**TASK ITEM:**
Lines holding the word "railing" are the ones to copy from the data below.

────────────────

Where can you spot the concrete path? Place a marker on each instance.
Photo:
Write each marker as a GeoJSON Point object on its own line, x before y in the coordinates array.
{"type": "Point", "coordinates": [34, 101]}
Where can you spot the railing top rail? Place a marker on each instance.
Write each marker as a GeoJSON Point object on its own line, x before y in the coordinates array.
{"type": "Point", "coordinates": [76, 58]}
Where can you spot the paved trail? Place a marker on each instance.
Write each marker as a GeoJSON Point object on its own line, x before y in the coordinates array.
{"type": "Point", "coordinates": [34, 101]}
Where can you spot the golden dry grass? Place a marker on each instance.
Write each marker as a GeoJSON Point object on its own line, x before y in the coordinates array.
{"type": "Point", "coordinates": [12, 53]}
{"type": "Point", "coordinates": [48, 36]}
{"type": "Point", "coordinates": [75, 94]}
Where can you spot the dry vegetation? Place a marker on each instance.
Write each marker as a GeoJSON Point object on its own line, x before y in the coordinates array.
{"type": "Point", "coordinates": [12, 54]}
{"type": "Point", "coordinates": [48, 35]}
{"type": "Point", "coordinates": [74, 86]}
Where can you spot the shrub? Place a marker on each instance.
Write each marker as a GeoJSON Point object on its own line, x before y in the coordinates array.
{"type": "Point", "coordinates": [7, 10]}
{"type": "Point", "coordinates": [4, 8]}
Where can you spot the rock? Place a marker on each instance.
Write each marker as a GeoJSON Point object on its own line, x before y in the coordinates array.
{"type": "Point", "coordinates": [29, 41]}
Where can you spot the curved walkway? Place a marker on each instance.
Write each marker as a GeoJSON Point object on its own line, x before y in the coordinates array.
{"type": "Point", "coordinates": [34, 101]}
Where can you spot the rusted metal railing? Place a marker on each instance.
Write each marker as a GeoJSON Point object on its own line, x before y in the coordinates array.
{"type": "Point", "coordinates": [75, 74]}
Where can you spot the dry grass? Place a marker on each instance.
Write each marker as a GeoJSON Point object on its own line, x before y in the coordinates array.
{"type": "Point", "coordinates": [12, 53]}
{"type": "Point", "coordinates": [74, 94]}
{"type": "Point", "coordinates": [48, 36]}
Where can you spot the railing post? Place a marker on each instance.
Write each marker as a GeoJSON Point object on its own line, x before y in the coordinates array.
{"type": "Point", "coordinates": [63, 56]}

────────────────

**EXERCISE RESULT:**
Where can you spot the railing top rail? Place a marker on each instance.
Where can you spot the rusted metal railing? Place a marker on each instance.
Where can you spot the railing post? Place a marker on each instance.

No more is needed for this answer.